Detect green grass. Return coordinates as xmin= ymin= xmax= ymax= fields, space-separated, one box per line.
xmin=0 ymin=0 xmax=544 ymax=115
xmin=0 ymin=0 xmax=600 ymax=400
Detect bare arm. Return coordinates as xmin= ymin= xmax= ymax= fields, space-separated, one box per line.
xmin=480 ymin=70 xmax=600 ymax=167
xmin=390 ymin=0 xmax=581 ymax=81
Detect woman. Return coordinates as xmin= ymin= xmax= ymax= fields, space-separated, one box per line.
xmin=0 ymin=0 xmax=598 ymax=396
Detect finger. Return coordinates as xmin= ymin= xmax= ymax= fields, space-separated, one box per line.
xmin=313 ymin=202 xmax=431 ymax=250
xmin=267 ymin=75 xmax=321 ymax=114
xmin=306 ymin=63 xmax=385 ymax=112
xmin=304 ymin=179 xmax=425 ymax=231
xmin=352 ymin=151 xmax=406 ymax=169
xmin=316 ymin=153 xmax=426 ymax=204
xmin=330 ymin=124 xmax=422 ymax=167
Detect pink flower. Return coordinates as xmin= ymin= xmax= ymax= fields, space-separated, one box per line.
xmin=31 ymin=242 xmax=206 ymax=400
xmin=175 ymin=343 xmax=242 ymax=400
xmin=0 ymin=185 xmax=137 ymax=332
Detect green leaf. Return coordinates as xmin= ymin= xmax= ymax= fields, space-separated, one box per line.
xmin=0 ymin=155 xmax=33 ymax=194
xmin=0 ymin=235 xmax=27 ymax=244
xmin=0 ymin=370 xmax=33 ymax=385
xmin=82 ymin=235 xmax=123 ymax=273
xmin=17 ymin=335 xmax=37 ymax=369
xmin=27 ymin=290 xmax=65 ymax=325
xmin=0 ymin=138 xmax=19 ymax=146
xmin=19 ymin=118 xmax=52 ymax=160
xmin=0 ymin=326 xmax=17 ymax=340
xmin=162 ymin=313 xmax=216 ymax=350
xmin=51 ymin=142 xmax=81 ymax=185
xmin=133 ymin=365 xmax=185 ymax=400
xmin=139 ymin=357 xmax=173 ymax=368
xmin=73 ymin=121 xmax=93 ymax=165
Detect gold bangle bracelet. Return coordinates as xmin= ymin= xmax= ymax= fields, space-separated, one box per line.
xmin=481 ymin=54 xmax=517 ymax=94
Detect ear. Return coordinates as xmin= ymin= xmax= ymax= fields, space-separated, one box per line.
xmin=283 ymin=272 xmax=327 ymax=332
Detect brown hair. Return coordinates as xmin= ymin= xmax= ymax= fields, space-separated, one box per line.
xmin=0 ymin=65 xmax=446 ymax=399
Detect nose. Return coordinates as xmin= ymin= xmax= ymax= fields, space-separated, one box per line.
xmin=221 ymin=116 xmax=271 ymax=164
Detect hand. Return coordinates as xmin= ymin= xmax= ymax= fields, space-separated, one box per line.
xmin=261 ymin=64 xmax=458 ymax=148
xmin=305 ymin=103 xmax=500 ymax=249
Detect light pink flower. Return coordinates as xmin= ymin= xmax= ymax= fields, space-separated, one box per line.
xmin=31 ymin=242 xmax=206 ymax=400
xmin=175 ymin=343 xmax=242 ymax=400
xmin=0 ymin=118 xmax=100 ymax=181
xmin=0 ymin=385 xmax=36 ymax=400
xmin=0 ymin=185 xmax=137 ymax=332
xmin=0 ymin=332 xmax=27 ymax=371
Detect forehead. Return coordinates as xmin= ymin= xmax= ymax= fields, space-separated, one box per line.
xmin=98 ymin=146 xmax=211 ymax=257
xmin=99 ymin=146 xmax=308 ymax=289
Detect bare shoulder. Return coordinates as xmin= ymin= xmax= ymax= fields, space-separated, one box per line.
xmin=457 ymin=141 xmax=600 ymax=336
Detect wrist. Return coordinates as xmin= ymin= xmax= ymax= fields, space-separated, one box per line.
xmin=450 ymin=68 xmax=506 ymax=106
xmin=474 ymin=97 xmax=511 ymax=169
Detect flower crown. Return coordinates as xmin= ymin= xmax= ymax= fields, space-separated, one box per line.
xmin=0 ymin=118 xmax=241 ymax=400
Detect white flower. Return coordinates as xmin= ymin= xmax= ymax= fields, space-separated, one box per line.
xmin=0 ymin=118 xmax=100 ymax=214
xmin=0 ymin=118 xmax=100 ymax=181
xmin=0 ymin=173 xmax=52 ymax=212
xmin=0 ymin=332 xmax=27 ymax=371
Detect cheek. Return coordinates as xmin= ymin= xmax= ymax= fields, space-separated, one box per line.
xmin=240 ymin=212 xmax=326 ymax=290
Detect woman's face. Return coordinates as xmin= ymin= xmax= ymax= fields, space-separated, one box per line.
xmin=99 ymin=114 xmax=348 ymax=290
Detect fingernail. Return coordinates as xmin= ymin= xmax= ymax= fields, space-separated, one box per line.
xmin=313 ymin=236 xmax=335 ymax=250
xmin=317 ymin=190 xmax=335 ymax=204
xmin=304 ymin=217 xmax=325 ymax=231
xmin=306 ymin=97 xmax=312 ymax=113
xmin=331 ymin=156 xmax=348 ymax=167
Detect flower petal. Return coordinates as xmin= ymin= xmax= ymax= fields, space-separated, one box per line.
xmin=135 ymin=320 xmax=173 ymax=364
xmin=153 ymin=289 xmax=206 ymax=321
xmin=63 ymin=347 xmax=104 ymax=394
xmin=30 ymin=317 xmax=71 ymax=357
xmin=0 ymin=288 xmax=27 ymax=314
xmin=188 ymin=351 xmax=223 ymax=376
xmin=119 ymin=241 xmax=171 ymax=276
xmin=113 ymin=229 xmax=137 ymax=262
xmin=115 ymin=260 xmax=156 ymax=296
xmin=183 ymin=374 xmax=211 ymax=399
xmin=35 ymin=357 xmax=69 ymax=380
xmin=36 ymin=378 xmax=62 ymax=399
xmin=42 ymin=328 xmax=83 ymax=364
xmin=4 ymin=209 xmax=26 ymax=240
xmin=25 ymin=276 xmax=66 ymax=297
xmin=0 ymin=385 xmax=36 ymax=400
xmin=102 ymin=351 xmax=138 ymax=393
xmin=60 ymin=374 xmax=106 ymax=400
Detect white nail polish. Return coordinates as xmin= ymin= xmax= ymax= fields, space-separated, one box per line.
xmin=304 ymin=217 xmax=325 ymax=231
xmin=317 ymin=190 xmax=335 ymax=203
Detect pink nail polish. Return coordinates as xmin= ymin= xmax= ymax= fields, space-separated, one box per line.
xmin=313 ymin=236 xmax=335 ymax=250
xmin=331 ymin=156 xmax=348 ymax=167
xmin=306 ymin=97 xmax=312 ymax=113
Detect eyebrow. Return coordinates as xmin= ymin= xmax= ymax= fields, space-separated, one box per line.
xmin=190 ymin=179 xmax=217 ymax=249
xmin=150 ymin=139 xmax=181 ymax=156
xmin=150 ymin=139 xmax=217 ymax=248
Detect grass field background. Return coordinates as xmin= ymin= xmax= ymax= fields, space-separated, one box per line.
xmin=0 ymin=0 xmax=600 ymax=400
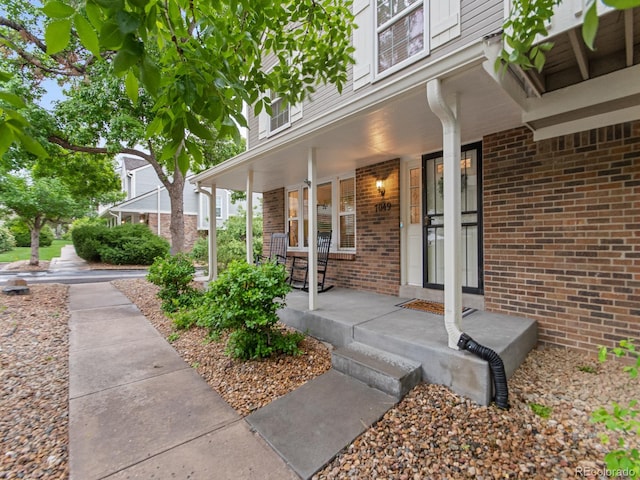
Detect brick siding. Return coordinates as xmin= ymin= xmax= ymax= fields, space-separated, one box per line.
xmin=483 ymin=122 xmax=640 ymax=353
xmin=263 ymin=160 xmax=400 ymax=295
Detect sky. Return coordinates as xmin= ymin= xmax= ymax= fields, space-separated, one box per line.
xmin=39 ymin=79 xmax=63 ymax=110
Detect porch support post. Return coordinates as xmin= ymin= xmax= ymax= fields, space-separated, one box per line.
xmin=247 ymin=170 xmax=253 ymax=265
xmin=209 ymin=183 xmax=218 ymax=282
xmin=303 ymin=147 xmax=318 ymax=310
xmin=427 ymin=78 xmax=462 ymax=349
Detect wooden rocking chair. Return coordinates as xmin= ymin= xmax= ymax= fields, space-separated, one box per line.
xmin=255 ymin=233 xmax=289 ymax=265
xmin=289 ymin=232 xmax=333 ymax=292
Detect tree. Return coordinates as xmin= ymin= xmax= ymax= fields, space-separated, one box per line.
xmin=0 ymin=175 xmax=86 ymax=265
xmin=49 ymin=62 xmax=242 ymax=253
xmin=5 ymin=0 xmax=353 ymax=167
xmin=496 ymin=0 xmax=640 ymax=71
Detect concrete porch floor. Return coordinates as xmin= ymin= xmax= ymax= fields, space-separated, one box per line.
xmin=279 ymin=288 xmax=537 ymax=405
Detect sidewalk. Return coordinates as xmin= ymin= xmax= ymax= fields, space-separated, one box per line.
xmin=69 ymin=282 xmax=298 ymax=480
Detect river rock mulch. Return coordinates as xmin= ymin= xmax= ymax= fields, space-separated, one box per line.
xmin=112 ymin=279 xmax=331 ymax=416
xmin=0 ymin=284 xmax=69 ymax=479
xmin=0 ymin=279 xmax=640 ymax=480
xmin=314 ymin=348 xmax=640 ymax=480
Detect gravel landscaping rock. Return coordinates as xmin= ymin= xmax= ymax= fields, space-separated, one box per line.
xmin=0 ymin=284 xmax=69 ymax=479
xmin=0 ymin=279 xmax=640 ymax=480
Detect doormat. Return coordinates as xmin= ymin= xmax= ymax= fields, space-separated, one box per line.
xmin=396 ymin=298 xmax=476 ymax=317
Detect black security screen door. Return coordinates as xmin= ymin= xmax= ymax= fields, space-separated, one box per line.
xmin=422 ymin=143 xmax=483 ymax=293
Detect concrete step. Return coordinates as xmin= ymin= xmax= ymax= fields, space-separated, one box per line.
xmin=331 ymin=342 xmax=422 ymax=400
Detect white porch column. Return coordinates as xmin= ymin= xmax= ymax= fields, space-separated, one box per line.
xmin=156 ymin=185 xmax=162 ymax=236
xmin=247 ymin=170 xmax=253 ymax=265
xmin=303 ymin=147 xmax=318 ymax=310
xmin=427 ymin=79 xmax=462 ymax=349
xmin=209 ymin=183 xmax=218 ymax=282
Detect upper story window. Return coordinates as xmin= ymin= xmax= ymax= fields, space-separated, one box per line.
xmin=216 ymin=195 xmax=222 ymax=218
xmin=285 ymin=176 xmax=356 ymax=251
xmin=376 ymin=0 xmax=428 ymax=73
xmin=269 ymin=94 xmax=290 ymax=133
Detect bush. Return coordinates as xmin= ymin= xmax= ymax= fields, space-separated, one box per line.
xmin=147 ymin=253 xmax=202 ymax=316
xmin=98 ymin=233 xmax=169 ymax=265
xmin=217 ymin=208 xmax=262 ymax=272
xmin=0 ymin=225 xmax=16 ymax=252
xmin=189 ymin=237 xmax=209 ymax=264
xmin=71 ymin=224 xmax=108 ymax=262
xmin=197 ymin=262 xmax=304 ymax=360
xmin=71 ymin=223 xmax=169 ymax=265
xmin=7 ymin=218 xmax=54 ymax=247
xmin=591 ymin=340 xmax=640 ymax=479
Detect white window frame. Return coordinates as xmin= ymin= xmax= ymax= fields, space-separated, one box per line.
xmin=267 ymin=92 xmax=291 ymax=136
xmin=216 ymin=195 xmax=223 ymax=220
xmin=373 ymin=0 xmax=431 ymax=80
xmin=284 ymin=172 xmax=358 ymax=253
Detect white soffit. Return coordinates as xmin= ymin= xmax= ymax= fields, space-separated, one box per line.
xmin=522 ymin=65 xmax=640 ymax=140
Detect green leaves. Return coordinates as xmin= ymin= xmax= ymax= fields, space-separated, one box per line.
xmin=602 ymin=0 xmax=640 ymax=10
xmin=44 ymin=18 xmax=71 ymax=55
xmin=582 ymin=0 xmax=599 ymax=50
xmin=73 ymin=13 xmax=100 ymax=57
xmin=124 ymin=70 xmax=138 ymax=104
xmin=42 ymin=0 xmax=76 ymax=18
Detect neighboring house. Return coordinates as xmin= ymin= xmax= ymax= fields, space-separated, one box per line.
xmin=99 ymin=155 xmax=260 ymax=250
xmin=192 ymin=0 xmax=640 ymax=352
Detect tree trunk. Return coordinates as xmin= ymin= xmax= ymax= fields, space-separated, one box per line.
xmin=166 ymin=172 xmax=185 ymax=255
xmin=29 ymin=219 xmax=42 ymax=266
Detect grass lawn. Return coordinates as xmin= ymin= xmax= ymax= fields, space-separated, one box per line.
xmin=0 ymin=240 xmax=71 ymax=263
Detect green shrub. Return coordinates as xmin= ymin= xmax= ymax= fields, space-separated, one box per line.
xmin=0 ymin=225 xmax=16 ymax=252
xmin=71 ymin=223 xmax=169 ymax=265
xmin=71 ymin=224 xmax=109 ymax=262
xmin=591 ymin=340 xmax=640 ymax=479
xmin=216 ymin=208 xmax=262 ymax=272
xmin=196 ymin=262 xmax=304 ymax=360
xmin=98 ymin=233 xmax=169 ymax=265
xmin=189 ymin=237 xmax=209 ymax=264
xmin=147 ymin=253 xmax=202 ymax=316
xmin=7 ymin=218 xmax=54 ymax=247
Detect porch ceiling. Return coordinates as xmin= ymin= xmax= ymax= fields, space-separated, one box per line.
xmin=522 ymin=8 xmax=640 ymax=95
xmin=197 ymin=59 xmax=522 ymax=193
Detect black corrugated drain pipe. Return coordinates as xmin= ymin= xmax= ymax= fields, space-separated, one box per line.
xmin=458 ymin=333 xmax=509 ymax=410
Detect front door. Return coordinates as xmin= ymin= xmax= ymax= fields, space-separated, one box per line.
xmin=406 ymin=159 xmax=423 ymax=287
xmin=422 ymin=143 xmax=483 ymax=293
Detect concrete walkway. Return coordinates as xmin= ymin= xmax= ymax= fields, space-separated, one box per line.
xmin=62 ymin=246 xmax=396 ymax=480
xmin=69 ymin=283 xmax=298 ymax=480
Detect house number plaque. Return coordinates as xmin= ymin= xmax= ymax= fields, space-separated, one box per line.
xmin=376 ymin=202 xmax=391 ymax=213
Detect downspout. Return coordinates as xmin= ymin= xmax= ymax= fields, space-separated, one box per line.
xmin=156 ymin=185 xmax=160 ymax=236
xmin=427 ymin=78 xmax=509 ymax=409
xmin=196 ymin=183 xmax=218 ymax=282
xmin=427 ymin=78 xmax=462 ymax=350
xmin=246 ymin=170 xmax=254 ymax=265
xmin=108 ymin=210 xmax=120 ymax=225
xmin=307 ymin=147 xmax=318 ymax=311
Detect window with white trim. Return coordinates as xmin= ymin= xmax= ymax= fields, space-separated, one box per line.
xmin=376 ymin=0 xmax=428 ymax=73
xmin=285 ymin=176 xmax=356 ymax=251
xmin=216 ymin=195 xmax=222 ymax=218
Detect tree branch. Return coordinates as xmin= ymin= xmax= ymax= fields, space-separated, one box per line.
xmin=0 ymin=16 xmax=95 ymax=76
xmin=48 ymin=135 xmax=157 ymax=163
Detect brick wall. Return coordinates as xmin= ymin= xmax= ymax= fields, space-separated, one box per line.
xmin=147 ymin=213 xmax=198 ymax=251
xmin=263 ymin=160 xmax=400 ymax=295
xmin=483 ymin=122 xmax=640 ymax=353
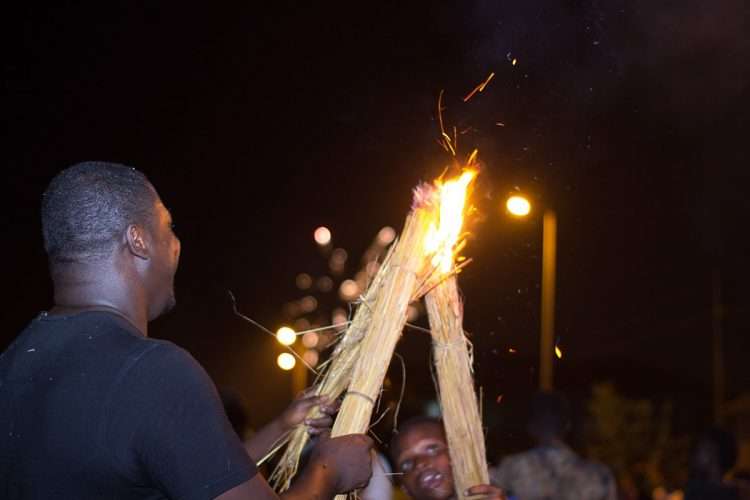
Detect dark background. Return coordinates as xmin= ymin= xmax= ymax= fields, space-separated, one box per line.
xmin=0 ymin=0 xmax=750 ymax=458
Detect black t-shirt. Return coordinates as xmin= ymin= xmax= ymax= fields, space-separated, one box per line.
xmin=0 ymin=311 xmax=256 ymax=500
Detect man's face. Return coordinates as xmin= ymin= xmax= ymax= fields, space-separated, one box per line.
xmin=396 ymin=423 xmax=455 ymax=500
xmin=149 ymin=197 xmax=180 ymax=320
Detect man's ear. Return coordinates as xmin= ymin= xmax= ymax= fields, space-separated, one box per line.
xmin=125 ymin=224 xmax=150 ymax=260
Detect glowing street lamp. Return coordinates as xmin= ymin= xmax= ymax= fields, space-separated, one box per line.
xmin=313 ymin=226 xmax=331 ymax=247
xmin=505 ymin=195 xmax=562 ymax=390
xmin=276 ymin=326 xmax=297 ymax=346
xmin=276 ymin=352 xmax=297 ymax=371
xmin=505 ymin=194 xmax=531 ymax=217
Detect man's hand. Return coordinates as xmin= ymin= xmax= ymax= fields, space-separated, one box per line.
xmin=466 ymin=484 xmax=508 ymax=500
xmin=278 ymin=393 xmax=339 ymax=436
xmin=308 ymin=434 xmax=373 ymax=493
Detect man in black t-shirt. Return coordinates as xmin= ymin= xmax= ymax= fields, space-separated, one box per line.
xmin=0 ymin=163 xmax=372 ymax=500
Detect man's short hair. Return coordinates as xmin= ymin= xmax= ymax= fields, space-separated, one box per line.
xmin=42 ymin=161 xmax=158 ymax=266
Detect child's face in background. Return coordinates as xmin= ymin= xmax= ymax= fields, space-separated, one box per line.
xmin=396 ymin=423 xmax=454 ymax=500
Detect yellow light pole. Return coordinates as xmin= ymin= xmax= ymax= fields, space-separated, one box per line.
xmin=505 ymin=195 xmax=561 ymax=391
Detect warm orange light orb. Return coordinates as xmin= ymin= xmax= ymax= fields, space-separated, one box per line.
xmin=276 ymin=326 xmax=297 ymax=345
xmin=505 ymin=195 xmax=531 ymax=217
xmin=276 ymin=352 xmax=297 ymax=371
xmin=313 ymin=226 xmax=331 ymax=247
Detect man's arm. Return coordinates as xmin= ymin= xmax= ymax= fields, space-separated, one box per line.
xmin=215 ymin=434 xmax=372 ymax=500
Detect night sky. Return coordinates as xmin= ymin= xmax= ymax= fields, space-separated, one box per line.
xmin=0 ymin=0 xmax=750 ymax=454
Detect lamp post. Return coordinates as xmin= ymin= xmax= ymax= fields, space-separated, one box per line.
xmin=505 ymin=195 xmax=557 ymax=391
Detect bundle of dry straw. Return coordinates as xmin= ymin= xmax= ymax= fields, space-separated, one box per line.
xmin=425 ymin=276 xmax=489 ymax=500
xmin=271 ymin=244 xmax=395 ymax=491
xmin=332 ymin=196 xmax=433 ymax=500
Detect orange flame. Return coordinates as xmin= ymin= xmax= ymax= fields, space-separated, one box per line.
xmin=425 ymin=170 xmax=477 ymax=273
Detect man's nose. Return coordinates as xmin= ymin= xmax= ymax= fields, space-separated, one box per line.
xmin=414 ymin=456 xmax=432 ymax=469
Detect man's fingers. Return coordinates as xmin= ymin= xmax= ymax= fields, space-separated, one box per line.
xmin=305 ymin=416 xmax=333 ymax=431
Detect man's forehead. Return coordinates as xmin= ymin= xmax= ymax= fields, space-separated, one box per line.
xmin=398 ymin=422 xmax=445 ymax=455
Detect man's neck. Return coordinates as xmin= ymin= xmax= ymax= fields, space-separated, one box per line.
xmin=50 ymin=264 xmax=148 ymax=336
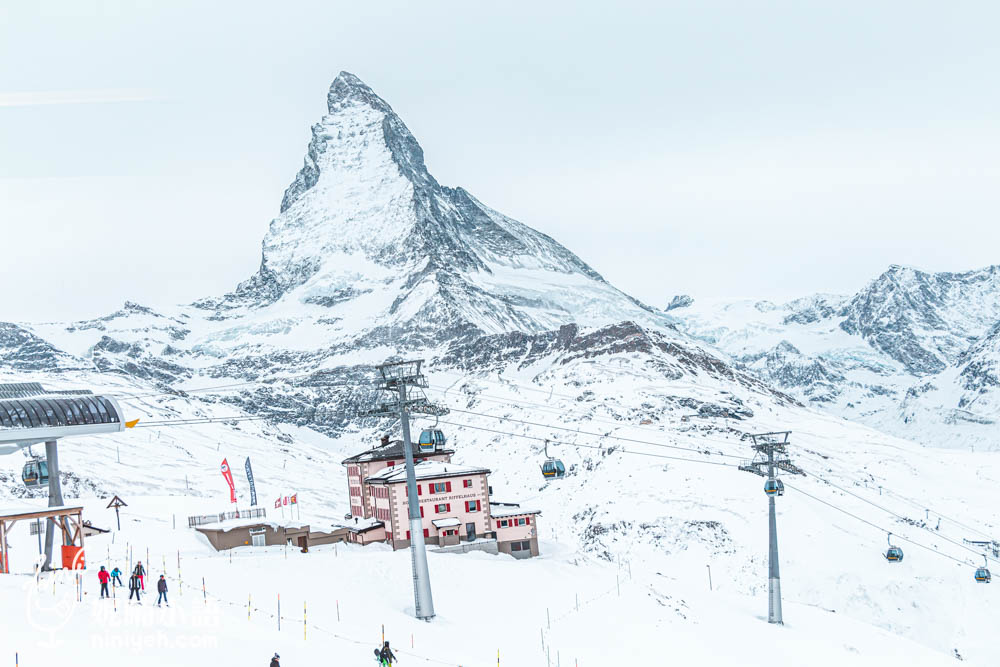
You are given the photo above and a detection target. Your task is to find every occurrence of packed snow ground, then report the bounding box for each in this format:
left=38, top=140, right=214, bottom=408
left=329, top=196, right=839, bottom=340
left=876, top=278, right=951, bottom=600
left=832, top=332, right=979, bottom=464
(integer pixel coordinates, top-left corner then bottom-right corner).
left=0, top=357, right=1000, bottom=665
left=0, top=497, right=951, bottom=667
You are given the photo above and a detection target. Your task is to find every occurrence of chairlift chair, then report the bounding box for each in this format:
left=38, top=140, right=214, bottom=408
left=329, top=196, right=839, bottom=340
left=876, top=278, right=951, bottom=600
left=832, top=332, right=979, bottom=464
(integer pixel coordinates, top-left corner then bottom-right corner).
left=542, top=440, right=566, bottom=479
left=885, top=533, right=903, bottom=563
left=417, top=415, right=447, bottom=454
left=21, top=456, right=49, bottom=489
left=976, top=554, right=992, bottom=584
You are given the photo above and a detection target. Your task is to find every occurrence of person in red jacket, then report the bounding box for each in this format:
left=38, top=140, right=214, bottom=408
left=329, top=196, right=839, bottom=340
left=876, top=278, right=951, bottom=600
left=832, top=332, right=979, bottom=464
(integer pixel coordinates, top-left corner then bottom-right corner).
left=97, top=565, right=111, bottom=599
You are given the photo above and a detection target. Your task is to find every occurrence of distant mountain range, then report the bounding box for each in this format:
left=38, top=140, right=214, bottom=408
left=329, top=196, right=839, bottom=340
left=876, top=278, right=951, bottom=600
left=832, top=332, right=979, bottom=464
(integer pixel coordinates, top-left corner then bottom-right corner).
left=667, top=266, right=1000, bottom=449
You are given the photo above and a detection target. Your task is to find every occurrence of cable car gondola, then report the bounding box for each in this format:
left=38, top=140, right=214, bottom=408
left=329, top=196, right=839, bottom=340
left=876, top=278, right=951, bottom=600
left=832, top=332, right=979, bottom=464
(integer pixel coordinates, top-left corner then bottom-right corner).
left=976, top=555, right=992, bottom=584
left=542, top=440, right=566, bottom=479
left=21, top=456, right=49, bottom=489
left=418, top=429, right=447, bottom=453
left=885, top=533, right=903, bottom=563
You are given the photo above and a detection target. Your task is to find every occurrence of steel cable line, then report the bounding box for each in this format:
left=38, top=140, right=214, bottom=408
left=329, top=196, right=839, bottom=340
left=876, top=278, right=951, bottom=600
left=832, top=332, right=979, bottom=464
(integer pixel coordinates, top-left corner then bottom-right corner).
left=434, top=408, right=748, bottom=460
left=107, top=370, right=356, bottom=401
left=806, top=470, right=1000, bottom=563
left=441, top=422, right=978, bottom=567
left=432, top=374, right=993, bottom=553
left=785, top=482, right=975, bottom=567
left=440, top=415, right=737, bottom=469
left=125, top=373, right=1000, bottom=562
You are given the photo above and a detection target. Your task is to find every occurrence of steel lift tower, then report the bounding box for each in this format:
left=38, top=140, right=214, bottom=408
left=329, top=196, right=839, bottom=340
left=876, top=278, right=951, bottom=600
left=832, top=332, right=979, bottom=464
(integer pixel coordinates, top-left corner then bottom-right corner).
left=0, top=382, right=139, bottom=570
left=363, top=359, right=448, bottom=621
left=740, top=431, right=805, bottom=624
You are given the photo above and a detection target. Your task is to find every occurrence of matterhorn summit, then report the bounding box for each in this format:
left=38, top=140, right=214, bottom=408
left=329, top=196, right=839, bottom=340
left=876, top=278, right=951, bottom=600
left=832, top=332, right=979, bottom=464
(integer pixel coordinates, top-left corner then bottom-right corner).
left=221, top=72, right=667, bottom=344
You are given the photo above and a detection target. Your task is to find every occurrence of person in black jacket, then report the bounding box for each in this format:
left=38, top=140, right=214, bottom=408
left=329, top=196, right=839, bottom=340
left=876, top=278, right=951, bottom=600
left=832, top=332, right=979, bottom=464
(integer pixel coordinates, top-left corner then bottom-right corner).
left=128, top=574, right=142, bottom=604
left=156, top=574, right=170, bottom=607
left=379, top=642, right=396, bottom=665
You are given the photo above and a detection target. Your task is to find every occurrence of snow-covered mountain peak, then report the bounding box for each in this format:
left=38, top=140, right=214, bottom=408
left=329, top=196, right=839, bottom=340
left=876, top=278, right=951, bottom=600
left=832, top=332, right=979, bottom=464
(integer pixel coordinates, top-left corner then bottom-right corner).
left=221, top=72, right=670, bottom=344
left=840, top=265, right=1000, bottom=375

++++++++++

■ **Work to complete**
Write out the listing above from the line with "Detect pink nail" to the line with "xmin=69 ymin=282 xmax=298 ymax=480", including both of those lines, and leave out the pictures.

■ **Task result**
Detect pink nail polish. Return coordinates as xmin= ymin= xmax= ymax= fields, space-separated, one box per line.
xmin=313 ymin=236 xmax=335 ymax=250
xmin=331 ymin=156 xmax=348 ymax=167
xmin=306 ymin=97 xmax=312 ymax=113
Detect eyebrow. Return coordinates as xmin= ymin= xmax= ymax= fields, space-separated, one box per line.
xmin=190 ymin=179 xmax=217 ymax=249
xmin=150 ymin=139 xmax=181 ymax=156
xmin=150 ymin=139 xmax=217 ymax=248
Detect grass field background. Return coordinates as xmin= ymin= xmax= ymax= fields, space-separated, one box per line.
xmin=0 ymin=0 xmax=600 ymax=400
Detect brick siding. Return coordinates as xmin= ymin= xmax= ymax= fields, space-separated, one box per line.
xmin=483 ymin=122 xmax=640 ymax=353
xmin=263 ymin=160 xmax=400 ymax=295
Detect sky. Return coordinates as xmin= ymin= xmax= ymax= fields, space-separated, one box per line.
xmin=39 ymin=79 xmax=63 ymax=110
Detect porch support post. Return coordinates as xmin= ymin= xmax= ymax= fields, space-separated, one box per line.
xmin=247 ymin=170 xmax=253 ymax=265
xmin=209 ymin=183 xmax=218 ymax=282
xmin=303 ymin=147 xmax=318 ymax=310
xmin=427 ymin=78 xmax=462 ymax=349
Detect wooden rocking chair. Return coordinates as xmin= ymin= xmax= ymax= fields, space-separated, one box per line.
xmin=255 ymin=233 xmax=289 ymax=265
xmin=289 ymin=232 xmax=333 ymax=292
Detect tree. Return coordinates as xmin= ymin= xmax= ymax= fields, space-separated, one box per line.
xmin=0 ymin=175 xmax=86 ymax=265
xmin=49 ymin=62 xmax=242 ymax=253
xmin=5 ymin=0 xmax=353 ymax=167
xmin=496 ymin=0 xmax=640 ymax=71
Detect concrete porch floor. Return coordinates as xmin= ymin= xmax= ymax= fields, space-separated, one box per line.
xmin=279 ymin=288 xmax=537 ymax=405
Detect sidewalk. Return coordinates as xmin= ymin= xmax= ymax= fields, space-separated, one box per line.
xmin=69 ymin=282 xmax=298 ymax=480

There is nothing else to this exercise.